■ What is asked: Reproduce each of the following items verbatim, line by line, with no changes.

··· Exercise input

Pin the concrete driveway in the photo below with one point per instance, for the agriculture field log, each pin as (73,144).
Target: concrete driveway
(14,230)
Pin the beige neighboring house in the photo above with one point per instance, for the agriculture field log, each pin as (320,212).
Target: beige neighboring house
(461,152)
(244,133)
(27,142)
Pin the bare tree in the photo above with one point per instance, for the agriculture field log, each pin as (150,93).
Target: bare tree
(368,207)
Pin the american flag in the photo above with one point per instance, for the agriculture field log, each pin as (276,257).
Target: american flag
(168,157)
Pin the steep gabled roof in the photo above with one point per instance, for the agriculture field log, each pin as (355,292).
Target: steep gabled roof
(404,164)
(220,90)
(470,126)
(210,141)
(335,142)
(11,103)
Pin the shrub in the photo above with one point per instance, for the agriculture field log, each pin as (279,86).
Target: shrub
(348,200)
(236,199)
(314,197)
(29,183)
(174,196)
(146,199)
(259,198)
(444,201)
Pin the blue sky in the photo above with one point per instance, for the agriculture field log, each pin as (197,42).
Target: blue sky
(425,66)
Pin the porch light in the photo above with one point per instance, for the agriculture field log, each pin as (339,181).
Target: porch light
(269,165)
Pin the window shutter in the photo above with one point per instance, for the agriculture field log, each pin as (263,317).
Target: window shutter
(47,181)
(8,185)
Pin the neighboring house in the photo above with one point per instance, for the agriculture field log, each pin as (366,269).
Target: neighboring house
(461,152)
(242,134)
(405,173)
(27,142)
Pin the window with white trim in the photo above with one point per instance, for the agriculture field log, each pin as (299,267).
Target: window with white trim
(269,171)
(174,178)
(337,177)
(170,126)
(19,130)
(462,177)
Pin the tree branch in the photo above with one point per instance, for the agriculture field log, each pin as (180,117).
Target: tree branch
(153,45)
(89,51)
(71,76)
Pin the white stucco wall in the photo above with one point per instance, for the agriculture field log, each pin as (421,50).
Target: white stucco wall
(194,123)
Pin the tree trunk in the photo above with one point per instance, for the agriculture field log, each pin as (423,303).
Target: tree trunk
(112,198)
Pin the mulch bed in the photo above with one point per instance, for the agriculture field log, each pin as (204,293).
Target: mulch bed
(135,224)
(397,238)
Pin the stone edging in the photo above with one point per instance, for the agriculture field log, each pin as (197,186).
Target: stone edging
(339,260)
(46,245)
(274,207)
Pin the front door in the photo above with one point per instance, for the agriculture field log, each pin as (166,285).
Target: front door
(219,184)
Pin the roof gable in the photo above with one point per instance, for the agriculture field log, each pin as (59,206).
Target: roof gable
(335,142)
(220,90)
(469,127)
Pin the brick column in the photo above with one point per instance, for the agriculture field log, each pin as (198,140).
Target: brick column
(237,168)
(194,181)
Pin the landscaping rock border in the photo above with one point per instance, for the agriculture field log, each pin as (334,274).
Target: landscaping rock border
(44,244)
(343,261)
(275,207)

······

■ Solution:
Pin the concrete driveway in the photo below with one point per instance, for the agriculture field log, each pin as (73,144).
Target: concrete driveway
(14,230)
Pin the beige neighboring house in the photo above with one point per instance, for the agriculture field log, each pin as (320,212).
Target: beige neighboring house
(461,152)
(244,133)
(27,142)
Pin the bare tree in the photo above with one point per instance, for the agriculture field log, each pin as (150,93).
Target: bare tree
(368,207)
Pin the american flag in the photo above with one point per instance, for the agriculture field log, each pin as (276,257).
Target: american flag
(168,157)
Pin the steep gabled roof in the photo above with one point per instance, for the agriculture field log, each pin as (355,292).
Target: steep gabled roof
(404,164)
(220,90)
(470,126)
(210,141)
(335,142)
(11,103)
Pin the shrub in the photo above with one point per instance, for the agriculture field log, each pin as (279,86).
Target: shrub
(348,200)
(236,199)
(314,197)
(29,183)
(174,196)
(146,199)
(259,198)
(444,201)
Pin the blue sky in the photo above with one point per instance, for the agriculture field log, each pin as (197,42).
Target: blue sky
(425,66)
Pin the porch light in the photo above with one point per instance, for the agriculture field log, each pin as (339,181).
Target: porch light
(269,165)
Pin the window shutter in the photo above with one point per instance, for the agriculture field log, each pin as (263,317).
Target: window shutter
(47,181)
(8,185)
Pin the neighboring house in the photo above with one point per instance, for the agriculture field log, each pin as (366,269).
Target: neighboring house
(461,152)
(242,134)
(405,173)
(27,142)
Pin the window with white trim in the photo above with one point per instance, for the agriculture field log, each pin as (299,267).
Target: window with white trim
(269,171)
(174,178)
(337,177)
(170,126)
(19,130)
(462,177)
Pin the tree branch in the photo above with one point per instance, for the agriculture field log, each pin as (180,117).
Target: tree branch
(153,45)
(89,51)
(71,76)
Pin the white stucco wall in the photo above with one point per instance, for the agriculture field log, each pin as (421,50).
Target: white stucco wall
(194,123)
Pin the tree trunk in the photo above with one point per instance, for the agriculture field log, each pin as (423,303).
Target: tree trunk
(112,198)
Pin the mulch bed in the photo above with one point per instance, for the agriculture field log, each pin as (204,293).
Target: mulch bed
(135,224)
(397,238)
Pin the stone edging in the photo above with one point per instance, for the agriculture field log, each pin as (197,186).
Target: stone edging
(339,260)
(46,245)
(274,207)
Pin the front door in the photo above with one point per instance, for the agriculture field log, each pin as (166,285).
Target: front door
(219,184)
Pin the roof gable in the photo above with one point per instance, for the agriculture field log, each pin as (59,206).
Target: roof gable
(335,142)
(220,90)
(469,127)
Pin the brick column in the photo above with one point per instance, for the agriculture field log, each pin as (198,140).
Target: brick column
(237,168)
(194,181)
Pin the landscaping rock border in the photo above with one point per instance, for the agriculture field log, each pin as (334,274).
Target: landscaping rock border
(44,244)
(343,261)
(275,207)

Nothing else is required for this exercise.